___ Material supplied

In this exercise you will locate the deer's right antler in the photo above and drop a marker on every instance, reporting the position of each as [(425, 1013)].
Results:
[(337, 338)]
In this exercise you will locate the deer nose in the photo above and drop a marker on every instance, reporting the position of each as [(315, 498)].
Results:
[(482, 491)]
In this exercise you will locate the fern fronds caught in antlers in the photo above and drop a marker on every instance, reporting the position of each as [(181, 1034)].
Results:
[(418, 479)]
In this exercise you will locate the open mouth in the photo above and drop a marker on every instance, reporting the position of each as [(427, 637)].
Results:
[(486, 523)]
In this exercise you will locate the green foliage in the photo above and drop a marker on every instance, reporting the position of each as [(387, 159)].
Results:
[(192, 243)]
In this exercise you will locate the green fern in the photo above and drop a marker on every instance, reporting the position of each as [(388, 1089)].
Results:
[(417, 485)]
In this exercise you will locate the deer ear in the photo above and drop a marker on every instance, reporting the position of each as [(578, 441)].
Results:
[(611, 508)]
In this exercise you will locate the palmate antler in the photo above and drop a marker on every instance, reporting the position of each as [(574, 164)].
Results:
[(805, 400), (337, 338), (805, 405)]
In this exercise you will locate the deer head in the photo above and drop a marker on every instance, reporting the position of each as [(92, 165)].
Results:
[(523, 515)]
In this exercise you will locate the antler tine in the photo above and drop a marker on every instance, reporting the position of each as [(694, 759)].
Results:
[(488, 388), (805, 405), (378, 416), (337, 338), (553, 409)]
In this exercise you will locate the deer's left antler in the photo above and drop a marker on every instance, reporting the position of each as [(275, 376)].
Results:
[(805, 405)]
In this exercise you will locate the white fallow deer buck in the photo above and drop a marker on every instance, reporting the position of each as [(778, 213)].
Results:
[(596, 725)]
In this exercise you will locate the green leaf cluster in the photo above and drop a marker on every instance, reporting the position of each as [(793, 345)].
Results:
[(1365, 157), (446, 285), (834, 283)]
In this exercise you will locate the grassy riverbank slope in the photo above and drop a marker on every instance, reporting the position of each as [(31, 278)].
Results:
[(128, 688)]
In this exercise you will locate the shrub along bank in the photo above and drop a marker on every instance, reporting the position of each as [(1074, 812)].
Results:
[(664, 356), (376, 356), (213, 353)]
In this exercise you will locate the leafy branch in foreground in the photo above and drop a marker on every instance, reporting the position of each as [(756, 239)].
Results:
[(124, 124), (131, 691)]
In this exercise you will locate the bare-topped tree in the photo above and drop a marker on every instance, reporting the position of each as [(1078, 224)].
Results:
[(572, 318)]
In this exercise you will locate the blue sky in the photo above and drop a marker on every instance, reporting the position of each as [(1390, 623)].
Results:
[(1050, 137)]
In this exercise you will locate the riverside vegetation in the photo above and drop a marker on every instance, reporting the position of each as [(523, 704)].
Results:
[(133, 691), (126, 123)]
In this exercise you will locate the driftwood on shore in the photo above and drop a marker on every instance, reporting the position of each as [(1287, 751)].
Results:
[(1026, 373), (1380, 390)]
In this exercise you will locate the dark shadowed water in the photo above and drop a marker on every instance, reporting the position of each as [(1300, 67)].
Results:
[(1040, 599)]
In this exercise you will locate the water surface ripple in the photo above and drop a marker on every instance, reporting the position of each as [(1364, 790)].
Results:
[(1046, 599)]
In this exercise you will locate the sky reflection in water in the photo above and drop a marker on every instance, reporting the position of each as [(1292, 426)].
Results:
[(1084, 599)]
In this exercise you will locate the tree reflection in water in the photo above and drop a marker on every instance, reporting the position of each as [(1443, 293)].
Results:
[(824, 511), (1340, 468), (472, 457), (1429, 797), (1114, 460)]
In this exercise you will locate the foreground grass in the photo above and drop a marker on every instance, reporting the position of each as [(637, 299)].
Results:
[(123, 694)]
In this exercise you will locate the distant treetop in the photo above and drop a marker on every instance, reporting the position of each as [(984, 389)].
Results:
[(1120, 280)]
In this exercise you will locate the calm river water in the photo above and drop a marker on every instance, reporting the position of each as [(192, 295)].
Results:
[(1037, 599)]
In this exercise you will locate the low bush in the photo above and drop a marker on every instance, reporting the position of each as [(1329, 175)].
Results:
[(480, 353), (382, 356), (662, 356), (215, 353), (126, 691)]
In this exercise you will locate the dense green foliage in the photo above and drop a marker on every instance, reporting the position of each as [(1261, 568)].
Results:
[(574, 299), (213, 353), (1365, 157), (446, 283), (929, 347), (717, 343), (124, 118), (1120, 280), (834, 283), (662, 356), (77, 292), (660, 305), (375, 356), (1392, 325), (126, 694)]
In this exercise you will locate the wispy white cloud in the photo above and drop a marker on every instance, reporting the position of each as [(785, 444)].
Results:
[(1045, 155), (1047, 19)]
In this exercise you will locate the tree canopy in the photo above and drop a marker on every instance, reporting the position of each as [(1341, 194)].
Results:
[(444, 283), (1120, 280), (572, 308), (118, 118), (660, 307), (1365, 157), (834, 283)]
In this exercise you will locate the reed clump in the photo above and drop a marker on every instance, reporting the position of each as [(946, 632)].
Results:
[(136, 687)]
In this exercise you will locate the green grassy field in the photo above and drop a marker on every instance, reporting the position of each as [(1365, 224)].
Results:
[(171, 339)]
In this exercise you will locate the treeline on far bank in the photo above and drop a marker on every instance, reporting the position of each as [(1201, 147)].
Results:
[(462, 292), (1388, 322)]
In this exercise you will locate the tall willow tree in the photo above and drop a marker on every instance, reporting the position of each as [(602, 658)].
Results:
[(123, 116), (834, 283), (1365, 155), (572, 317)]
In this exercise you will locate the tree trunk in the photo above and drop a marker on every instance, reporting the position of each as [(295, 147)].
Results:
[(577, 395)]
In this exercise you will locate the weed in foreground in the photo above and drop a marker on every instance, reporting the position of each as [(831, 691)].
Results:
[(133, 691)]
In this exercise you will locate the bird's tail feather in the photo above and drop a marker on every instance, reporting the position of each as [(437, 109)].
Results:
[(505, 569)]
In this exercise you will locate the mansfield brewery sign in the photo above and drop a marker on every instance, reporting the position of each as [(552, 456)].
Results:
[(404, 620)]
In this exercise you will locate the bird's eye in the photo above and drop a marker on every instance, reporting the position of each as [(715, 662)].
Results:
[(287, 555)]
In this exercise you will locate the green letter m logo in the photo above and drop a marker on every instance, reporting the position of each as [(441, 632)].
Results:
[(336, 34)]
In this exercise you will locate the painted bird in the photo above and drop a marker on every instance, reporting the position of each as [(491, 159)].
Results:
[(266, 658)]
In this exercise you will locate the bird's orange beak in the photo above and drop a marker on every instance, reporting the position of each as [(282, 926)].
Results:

______

> Assignment:
Take every line above where "fern" appears and copy it.

> Solution:
In this exercise you will locate the fern fronds caught in antlers in the photo above and drop a marker on every instance, reporting the position of each as [(181, 1034)].
In this exercise you will locate the green fern in the photo above and drop a marker on every instance, reporting the position of each as [(388, 1089)].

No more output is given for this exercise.